**TEXT SEGMENT:**
- Opening Delimiter -

The arbitration enclosure. Sterling regards the courthouse as “the last unfenced field” — the last place a worker can impose a cost on capital — and his program is to close it with mandatory arbitration and class-action waivers. The legal anchor is Epic Systems Corp. v. Lewis (2018), in which the Supreme Court held (5–4, Gorsuch) that employment contracts requiring individual arbitration and waiving class or collective action are enforceable under the Federal Arbitration Act, notwithstanding the NLRA. The mass claim is foreclosed by the signature on the onboarding packet. Sterling calls arbitration “justice without an audience” and a signed contract “the funeral of complaint.”

The Production Certificate state — his policy-fiction terminus

This section is flagged as Sterling’s fiction — his proposed policy, not existing law. It is grounded entirely in the real history above; it is the satirical extrapolation, the workhouse made digital. The design move is to take the 1834 workhouse test, the corporate-welfare labor subsidy, and work-requirement conditionality, and walk them, by visible logical steps, to the terminus the respectable voices stop short of.

- Closing Delimiter -

**DATA SUPPLIED:**
- Opening Delimiter -

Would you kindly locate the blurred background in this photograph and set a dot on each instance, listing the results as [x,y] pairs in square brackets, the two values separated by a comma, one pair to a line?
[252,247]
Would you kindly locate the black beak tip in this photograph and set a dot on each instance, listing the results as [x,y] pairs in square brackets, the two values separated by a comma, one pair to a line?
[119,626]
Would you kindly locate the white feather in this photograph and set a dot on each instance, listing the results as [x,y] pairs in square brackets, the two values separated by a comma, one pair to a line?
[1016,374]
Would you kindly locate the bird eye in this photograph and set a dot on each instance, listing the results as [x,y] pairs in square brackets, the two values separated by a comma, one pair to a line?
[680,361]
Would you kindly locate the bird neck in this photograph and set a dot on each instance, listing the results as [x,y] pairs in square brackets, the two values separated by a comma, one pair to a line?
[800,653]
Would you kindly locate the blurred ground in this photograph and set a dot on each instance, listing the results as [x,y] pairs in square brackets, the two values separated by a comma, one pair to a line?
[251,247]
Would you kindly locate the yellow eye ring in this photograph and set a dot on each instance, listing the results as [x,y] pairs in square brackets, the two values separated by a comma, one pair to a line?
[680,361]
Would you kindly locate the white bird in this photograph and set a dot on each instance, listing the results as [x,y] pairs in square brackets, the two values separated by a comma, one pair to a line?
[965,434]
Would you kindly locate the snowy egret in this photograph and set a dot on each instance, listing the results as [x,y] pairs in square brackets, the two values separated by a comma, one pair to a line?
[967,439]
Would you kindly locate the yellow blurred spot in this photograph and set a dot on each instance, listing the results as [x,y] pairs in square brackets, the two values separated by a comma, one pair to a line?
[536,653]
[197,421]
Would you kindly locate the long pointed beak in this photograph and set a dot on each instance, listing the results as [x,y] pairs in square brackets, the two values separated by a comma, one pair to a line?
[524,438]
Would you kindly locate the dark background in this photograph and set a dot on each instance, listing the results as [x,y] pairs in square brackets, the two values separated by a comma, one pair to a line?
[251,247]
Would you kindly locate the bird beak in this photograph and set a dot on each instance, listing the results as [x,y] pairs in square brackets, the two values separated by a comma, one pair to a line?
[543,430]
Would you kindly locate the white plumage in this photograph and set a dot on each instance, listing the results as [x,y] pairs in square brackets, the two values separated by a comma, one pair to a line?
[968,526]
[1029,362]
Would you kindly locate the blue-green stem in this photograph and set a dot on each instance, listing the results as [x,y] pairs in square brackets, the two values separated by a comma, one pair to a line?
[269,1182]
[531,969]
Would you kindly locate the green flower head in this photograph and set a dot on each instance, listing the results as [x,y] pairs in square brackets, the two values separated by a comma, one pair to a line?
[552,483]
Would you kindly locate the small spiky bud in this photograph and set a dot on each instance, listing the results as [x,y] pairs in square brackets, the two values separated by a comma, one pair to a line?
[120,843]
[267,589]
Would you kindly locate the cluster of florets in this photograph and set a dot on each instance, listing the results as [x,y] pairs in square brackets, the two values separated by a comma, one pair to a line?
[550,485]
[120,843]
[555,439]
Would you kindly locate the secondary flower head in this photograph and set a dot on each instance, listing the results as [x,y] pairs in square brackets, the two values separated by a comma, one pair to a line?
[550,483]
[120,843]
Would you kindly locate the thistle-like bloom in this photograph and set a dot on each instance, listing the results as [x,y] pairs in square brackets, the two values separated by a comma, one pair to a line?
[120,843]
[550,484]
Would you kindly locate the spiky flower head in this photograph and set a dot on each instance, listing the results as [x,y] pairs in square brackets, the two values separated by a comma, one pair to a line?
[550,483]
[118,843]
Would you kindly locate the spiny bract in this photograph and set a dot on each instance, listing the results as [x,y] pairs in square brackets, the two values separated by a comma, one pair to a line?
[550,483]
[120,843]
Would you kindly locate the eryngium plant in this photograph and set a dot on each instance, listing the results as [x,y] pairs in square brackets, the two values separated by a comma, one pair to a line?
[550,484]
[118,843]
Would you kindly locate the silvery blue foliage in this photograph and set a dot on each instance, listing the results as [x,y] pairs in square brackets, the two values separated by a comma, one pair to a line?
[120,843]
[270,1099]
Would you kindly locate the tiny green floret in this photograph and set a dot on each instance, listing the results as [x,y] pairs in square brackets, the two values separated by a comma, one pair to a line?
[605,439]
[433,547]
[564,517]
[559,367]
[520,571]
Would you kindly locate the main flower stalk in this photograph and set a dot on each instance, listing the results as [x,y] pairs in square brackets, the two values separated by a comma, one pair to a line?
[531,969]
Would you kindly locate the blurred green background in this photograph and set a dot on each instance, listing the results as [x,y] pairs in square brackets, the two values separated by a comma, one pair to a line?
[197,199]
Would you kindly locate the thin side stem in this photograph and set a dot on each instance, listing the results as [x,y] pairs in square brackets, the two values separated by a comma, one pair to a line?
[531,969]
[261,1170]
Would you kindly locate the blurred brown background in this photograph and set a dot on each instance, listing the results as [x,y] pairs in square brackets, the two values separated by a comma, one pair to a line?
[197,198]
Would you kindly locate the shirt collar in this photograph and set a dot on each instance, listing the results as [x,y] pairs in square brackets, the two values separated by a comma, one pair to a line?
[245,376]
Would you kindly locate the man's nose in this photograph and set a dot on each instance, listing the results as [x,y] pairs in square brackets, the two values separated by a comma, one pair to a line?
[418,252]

- Closing Delimiter -

**WORK TO BE COMPLETED:** In the Sterling text, which Supreme Court case is named as the legal anchor for closing the courthouse with mandatory arbitration?

**RESULT BELOW:** Epic Systems Corp. v. Lewis (2018)